[[ Supplied information open ]]
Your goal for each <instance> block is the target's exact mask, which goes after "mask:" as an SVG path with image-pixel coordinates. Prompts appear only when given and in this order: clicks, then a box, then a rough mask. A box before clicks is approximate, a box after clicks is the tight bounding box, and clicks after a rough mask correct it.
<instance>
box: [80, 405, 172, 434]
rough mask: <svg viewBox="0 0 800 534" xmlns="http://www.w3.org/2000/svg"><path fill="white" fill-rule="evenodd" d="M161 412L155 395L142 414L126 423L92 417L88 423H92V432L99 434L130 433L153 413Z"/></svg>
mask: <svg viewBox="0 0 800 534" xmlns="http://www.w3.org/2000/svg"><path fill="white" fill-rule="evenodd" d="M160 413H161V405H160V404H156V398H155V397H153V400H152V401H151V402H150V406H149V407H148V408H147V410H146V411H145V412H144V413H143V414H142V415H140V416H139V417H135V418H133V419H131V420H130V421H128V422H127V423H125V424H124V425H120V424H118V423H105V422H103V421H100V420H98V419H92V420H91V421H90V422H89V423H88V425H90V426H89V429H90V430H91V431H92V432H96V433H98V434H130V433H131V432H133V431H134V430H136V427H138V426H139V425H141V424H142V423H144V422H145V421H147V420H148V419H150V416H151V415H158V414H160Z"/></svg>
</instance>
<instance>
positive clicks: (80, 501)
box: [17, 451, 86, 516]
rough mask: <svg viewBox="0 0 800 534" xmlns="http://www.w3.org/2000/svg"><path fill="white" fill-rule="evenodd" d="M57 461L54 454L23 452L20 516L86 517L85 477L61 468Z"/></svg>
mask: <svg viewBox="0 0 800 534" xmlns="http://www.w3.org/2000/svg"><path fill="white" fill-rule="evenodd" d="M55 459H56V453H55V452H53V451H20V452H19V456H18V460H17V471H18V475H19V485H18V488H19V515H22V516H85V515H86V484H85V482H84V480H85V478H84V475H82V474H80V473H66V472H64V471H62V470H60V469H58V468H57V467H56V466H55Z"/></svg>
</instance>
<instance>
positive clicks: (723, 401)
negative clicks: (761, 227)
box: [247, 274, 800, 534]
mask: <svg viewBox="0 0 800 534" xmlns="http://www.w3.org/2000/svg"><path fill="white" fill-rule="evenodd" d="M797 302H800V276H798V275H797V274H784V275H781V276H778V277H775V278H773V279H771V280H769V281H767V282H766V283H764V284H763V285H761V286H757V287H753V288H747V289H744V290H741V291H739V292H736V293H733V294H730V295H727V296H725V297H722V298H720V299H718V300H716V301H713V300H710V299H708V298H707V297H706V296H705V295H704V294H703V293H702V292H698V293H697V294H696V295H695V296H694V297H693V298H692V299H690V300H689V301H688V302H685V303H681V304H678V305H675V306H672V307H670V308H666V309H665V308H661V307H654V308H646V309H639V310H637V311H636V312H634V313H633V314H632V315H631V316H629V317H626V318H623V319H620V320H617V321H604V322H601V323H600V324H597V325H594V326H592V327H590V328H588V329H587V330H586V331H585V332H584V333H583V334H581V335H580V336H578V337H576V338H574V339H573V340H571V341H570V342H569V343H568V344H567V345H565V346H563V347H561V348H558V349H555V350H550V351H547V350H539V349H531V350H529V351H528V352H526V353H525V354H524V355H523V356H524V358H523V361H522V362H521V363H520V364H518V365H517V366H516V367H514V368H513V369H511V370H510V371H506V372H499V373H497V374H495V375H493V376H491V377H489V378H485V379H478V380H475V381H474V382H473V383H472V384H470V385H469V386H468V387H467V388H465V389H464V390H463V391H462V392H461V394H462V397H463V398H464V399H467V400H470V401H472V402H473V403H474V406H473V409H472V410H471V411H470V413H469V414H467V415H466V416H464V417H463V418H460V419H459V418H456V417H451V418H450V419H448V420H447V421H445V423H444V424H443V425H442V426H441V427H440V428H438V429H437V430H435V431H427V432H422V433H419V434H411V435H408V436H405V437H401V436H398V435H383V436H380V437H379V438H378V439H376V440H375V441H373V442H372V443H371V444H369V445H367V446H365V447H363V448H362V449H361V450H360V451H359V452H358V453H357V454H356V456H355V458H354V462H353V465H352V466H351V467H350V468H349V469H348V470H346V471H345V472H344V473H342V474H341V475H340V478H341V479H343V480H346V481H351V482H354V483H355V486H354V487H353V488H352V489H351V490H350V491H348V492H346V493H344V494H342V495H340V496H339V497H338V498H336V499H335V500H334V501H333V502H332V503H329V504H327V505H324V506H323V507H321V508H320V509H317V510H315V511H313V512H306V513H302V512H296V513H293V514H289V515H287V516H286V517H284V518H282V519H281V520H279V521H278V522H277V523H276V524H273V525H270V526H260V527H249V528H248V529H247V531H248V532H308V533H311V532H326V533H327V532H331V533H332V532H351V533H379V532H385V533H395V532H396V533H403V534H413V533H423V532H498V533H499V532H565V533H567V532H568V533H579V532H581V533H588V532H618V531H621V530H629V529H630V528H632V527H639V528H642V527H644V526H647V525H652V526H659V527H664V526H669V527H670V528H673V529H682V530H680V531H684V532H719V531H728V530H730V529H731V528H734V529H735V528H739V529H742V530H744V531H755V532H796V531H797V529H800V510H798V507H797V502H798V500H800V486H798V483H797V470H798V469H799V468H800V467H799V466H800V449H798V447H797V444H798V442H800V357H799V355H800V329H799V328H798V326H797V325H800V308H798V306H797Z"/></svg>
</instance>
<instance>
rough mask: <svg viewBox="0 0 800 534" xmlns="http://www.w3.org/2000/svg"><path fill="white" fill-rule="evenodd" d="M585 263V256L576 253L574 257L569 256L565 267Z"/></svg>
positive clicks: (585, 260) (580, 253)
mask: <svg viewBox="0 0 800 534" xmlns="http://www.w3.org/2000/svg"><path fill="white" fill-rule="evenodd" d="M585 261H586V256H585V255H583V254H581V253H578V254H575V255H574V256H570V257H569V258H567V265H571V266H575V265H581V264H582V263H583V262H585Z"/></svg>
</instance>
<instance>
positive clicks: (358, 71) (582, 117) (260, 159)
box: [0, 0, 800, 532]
[[ Supplied information closed ]]
■ **Required work**:
Reproduce every one of the records above word for word.

■ **Response to this task**:
Your goal for each <instance> block is the target's exact mask, which goes after "mask:" as an SVG path with image-pixel coordinates. Prompts appear only when given and in this order: clicks, then a box, then a rough mask. A box before clicks is approximate, a box after clicks is the tight bounding box, and clicks after a rough mask correct it.
<instance>
box: [80, 405, 172, 434]
rough mask: <svg viewBox="0 0 800 534" xmlns="http://www.w3.org/2000/svg"><path fill="white" fill-rule="evenodd" d="M161 412L155 395L142 414L126 423L92 417L88 423H92V432L99 434L130 433L153 413Z"/></svg>
mask: <svg viewBox="0 0 800 534" xmlns="http://www.w3.org/2000/svg"><path fill="white" fill-rule="evenodd" d="M160 413H161V405H160V404H156V398H155V397H153V400H152V401H151V402H150V406H149V407H148V408H147V410H146V411H145V412H144V413H143V414H142V415H140V416H139V417H135V418H133V419H131V420H130V421H128V422H127V423H125V424H124V425H120V424H118V423H105V422H103V421H100V420H98V419H92V420H91V421H90V422H89V423H88V425H90V426H89V429H90V430H91V431H92V432H96V433H98V434H130V433H131V432H133V431H134V430H136V427H138V426H139V425H141V424H142V423H144V422H145V421H147V420H148V419H150V416H151V415H158V414H160Z"/></svg>
</instance>
<instance>
positive clicks: (80, 501)
box: [17, 451, 86, 516]
rough mask: <svg viewBox="0 0 800 534" xmlns="http://www.w3.org/2000/svg"><path fill="white" fill-rule="evenodd" d="M57 461L54 454L23 452L20 516L86 517L85 477L61 468Z"/></svg>
mask: <svg viewBox="0 0 800 534" xmlns="http://www.w3.org/2000/svg"><path fill="white" fill-rule="evenodd" d="M55 459H56V453H55V452H53V451H20V452H19V456H18V460H17V471H18V475H19V485H18V488H19V515H22V516H85V515H86V484H85V482H84V480H85V478H84V475H82V474H80V473H66V472H64V471H62V470H60V469H58V468H57V467H56V466H55Z"/></svg>
</instance>
<instance>
positive clicks: (723, 401)
negative clicks: (761, 227)
box: [247, 274, 800, 534]
mask: <svg viewBox="0 0 800 534" xmlns="http://www.w3.org/2000/svg"><path fill="white" fill-rule="evenodd" d="M797 302H800V276H798V275H797V274H784V275H781V276H778V277H775V278H773V279H771V280H769V281H767V282H766V283H764V284H763V285H761V286H757V287H753V288H747V289H744V290H741V291H739V292H736V293H733V294H730V295H727V296H725V297H722V298H720V299H718V300H716V301H713V300H710V299H708V298H707V297H706V296H705V295H704V294H703V293H702V292H698V293H697V294H696V295H695V296H694V297H693V298H692V299H690V300H689V301H688V302H685V303H681V304H678V305H675V306H672V307H670V308H666V309H665V308H661V307H654V308H646V309H639V310H637V311H636V312H634V313H633V314H632V315H631V316H629V317H626V318H623V319H620V320H617V321H604V322H601V323H600V324H597V325H594V326H592V327H590V328H588V329H587V330H586V331H585V332H584V333H583V334H581V335H580V336H578V337H576V338H574V339H573V340H571V341H570V342H569V343H568V344H567V345H565V346H563V347H561V348H558V349H555V350H550V351H547V350H539V349H531V350H529V351H528V352H526V353H525V354H524V355H523V356H524V358H523V361H522V362H521V363H520V364H518V365H517V366H516V367H514V368H513V369H511V370H510V371H506V372H499V373H497V374H495V375H493V376H491V377H489V378H485V379H478V380H475V381H474V382H473V383H472V384H470V385H469V386H468V387H467V388H465V389H464V390H463V391H462V392H461V394H462V397H463V398H464V399H467V400H470V401H472V402H473V403H474V406H473V409H472V410H471V411H470V413H469V414H467V415H466V416H464V417H463V418H460V419H459V418H456V417H451V418H450V419H448V420H447V421H445V423H444V424H443V425H442V426H441V427H440V428H438V429H437V430H435V431H427V432H422V433H419V434H411V435H408V436H405V437H401V436H398V435H383V436H380V437H379V438H378V439H376V440H375V441H373V442H372V443H371V444H369V445H367V446H365V447H363V448H362V449H361V450H360V451H359V452H358V453H357V454H356V456H355V458H354V462H353V465H352V466H351V467H350V468H349V469H348V470H346V471H345V472H344V473H342V474H341V475H340V478H341V479H343V480H346V481H351V482H354V483H355V486H354V487H353V488H352V489H351V490H350V491H348V492H346V493H344V494H342V495H340V496H339V497H338V498H336V499H335V500H334V501H333V502H332V503H329V504H327V505H324V506H323V507H321V508H320V509H317V510H315V511H313V512H306V513H302V512H296V513H293V514H289V515H287V516H286V517H284V518H282V519H281V520H279V521H278V522H277V523H276V524H273V525H270V526H260V527H249V528H248V529H247V531H248V532H308V533H311V532H326V533H327V532H331V533H332V532H351V533H379V532H385V533H395V532H396V533H403V534H413V533H423V532H498V533H499V532H565V533H567V532H568V533H579V532H581V533H588V532H618V531H621V530H629V529H630V528H632V527H639V528H642V527H644V526H647V525H652V526H659V527H664V526H669V527H670V528H673V529H682V530H680V531H684V532H719V531H728V530H730V529H731V528H734V529H735V528H739V529H742V530H744V531H755V532H796V531H797V529H800V510H798V507H797V502H798V500H800V486H798V483H797V470H798V469H799V468H800V467H799V466H800V449H798V447H797V444H798V442H800V357H799V355H800V329H799V328H798V326H797V325H800V308H798V306H797Z"/></svg>
</instance>
<instance>
rough mask: <svg viewBox="0 0 800 534" xmlns="http://www.w3.org/2000/svg"><path fill="white" fill-rule="evenodd" d="M585 263V256L576 253L574 257L569 256L565 267Z"/></svg>
positive clicks: (585, 260) (580, 253)
mask: <svg viewBox="0 0 800 534" xmlns="http://www.w3.org/2000/svg"><path fill="white" fill-rule="evenodd" d="M585 261H586V256H585V255H583V254H581V253H578V254H575V255H574V256H570V257H569V258H567V265H571V266H575V265H581V264H582V263H583V262H585Z"/></svg>
</instance>
<instance>
positive clicks: (358, 71) (582, 117) (260, 159)
box: [0, 0, 800, 532]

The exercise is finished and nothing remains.